**OBJECTIVE**
Can you copy the material below word for word, starting at the line containing "Exercise. Point to every instance of the yellow" and continuing through its last line, with both ends included?

>> Begin GIVEN RECORDS

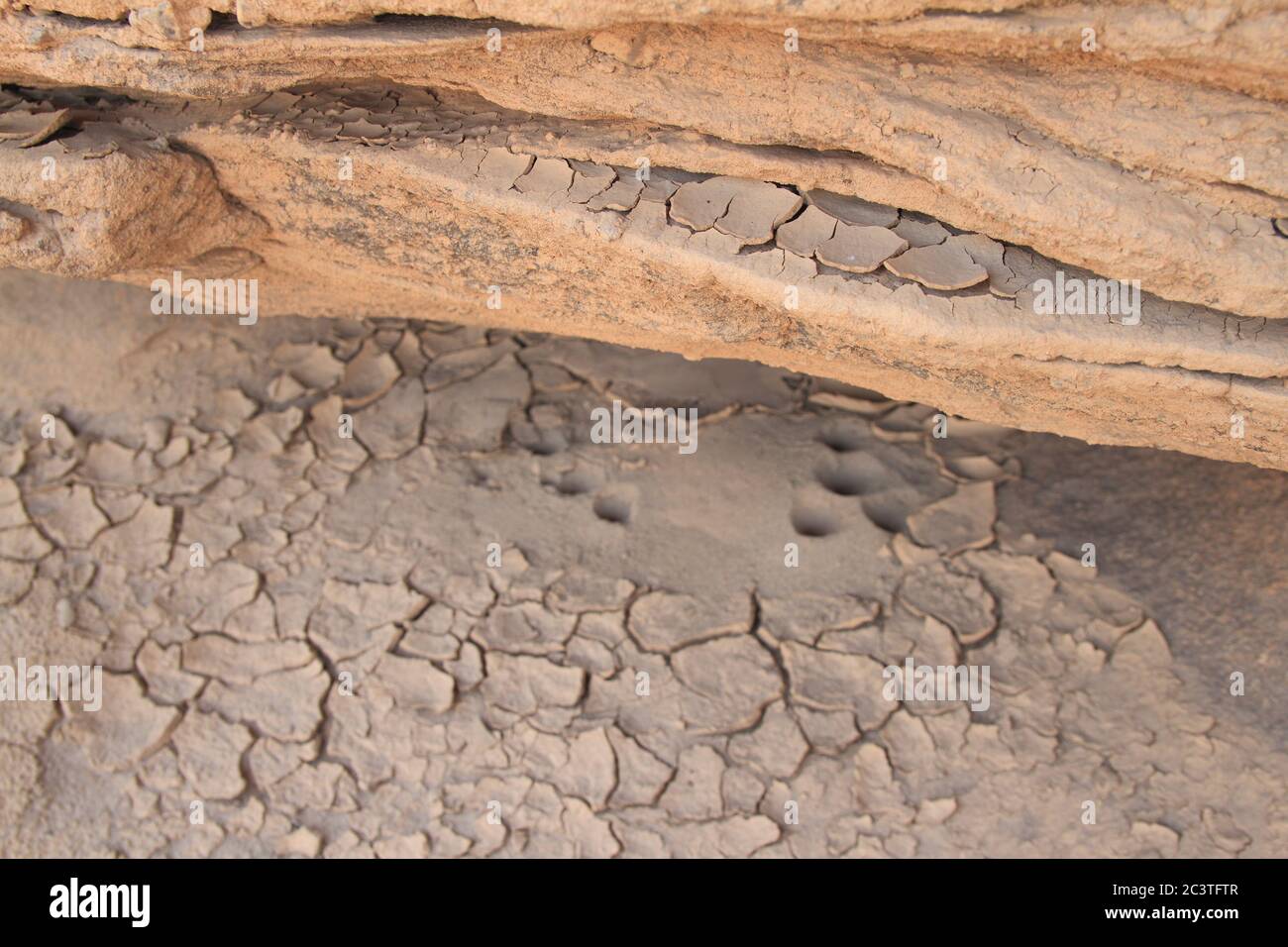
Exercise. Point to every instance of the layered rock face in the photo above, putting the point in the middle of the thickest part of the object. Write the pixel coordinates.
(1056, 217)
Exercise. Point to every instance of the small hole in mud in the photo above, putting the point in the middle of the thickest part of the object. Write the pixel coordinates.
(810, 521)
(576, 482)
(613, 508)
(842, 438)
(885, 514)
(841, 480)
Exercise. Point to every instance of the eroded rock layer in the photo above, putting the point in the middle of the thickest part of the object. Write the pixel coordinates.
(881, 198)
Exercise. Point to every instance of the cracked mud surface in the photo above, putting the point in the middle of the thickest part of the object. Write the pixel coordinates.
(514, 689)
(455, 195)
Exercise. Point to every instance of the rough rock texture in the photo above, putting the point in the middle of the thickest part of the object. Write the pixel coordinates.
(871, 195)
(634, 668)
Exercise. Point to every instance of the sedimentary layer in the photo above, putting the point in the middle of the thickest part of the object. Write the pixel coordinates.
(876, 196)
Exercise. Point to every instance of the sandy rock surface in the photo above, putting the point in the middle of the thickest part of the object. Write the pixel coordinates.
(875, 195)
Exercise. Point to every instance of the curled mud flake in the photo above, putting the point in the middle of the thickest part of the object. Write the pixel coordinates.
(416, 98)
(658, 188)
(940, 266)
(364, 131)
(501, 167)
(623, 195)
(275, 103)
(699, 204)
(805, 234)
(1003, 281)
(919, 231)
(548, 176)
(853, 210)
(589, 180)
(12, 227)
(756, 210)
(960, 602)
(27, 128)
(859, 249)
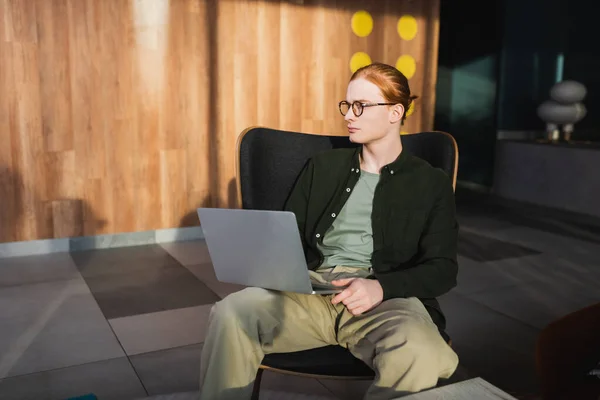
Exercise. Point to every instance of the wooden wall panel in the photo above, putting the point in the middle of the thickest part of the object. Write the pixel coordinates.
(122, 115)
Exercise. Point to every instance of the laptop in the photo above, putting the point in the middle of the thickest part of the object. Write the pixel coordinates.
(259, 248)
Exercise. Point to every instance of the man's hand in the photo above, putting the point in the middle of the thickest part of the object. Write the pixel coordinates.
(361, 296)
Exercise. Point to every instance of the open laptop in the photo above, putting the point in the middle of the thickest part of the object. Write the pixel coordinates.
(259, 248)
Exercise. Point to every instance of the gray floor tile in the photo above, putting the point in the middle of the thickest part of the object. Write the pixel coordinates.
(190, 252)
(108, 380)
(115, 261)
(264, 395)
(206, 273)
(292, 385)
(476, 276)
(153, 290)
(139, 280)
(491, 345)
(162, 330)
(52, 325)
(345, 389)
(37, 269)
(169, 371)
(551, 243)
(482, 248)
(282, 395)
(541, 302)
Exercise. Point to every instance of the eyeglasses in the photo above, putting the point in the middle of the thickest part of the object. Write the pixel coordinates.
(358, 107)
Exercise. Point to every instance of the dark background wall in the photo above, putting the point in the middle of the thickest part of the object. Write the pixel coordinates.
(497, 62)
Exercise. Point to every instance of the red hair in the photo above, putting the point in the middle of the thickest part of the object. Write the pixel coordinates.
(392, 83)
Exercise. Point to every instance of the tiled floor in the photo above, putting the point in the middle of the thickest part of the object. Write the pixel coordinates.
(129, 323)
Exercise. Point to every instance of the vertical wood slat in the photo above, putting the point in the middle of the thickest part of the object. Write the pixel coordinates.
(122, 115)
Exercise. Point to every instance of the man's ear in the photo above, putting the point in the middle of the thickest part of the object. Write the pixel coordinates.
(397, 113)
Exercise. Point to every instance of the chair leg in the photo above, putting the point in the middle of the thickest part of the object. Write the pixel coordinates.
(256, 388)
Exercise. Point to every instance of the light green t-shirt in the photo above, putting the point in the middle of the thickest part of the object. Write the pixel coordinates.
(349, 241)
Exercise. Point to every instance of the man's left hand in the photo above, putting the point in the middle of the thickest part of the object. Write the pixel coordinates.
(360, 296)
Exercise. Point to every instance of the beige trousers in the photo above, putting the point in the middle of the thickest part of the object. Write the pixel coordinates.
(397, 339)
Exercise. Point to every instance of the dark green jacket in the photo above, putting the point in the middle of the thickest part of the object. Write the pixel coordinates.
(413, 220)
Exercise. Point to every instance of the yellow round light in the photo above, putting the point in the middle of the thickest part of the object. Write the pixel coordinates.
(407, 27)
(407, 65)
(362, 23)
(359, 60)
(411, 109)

>> End GIVEN RECORDS

**OUTPUT FOR THIS EXERCISE**
Exercise. Point to every instance of the yellow round light in the photo above, putting the point in the middle of the thickest part of the object. Write the pixel coordinates.
(407, 27)
(407, 65)
(362, 23)
(359, 60)
(411, 109)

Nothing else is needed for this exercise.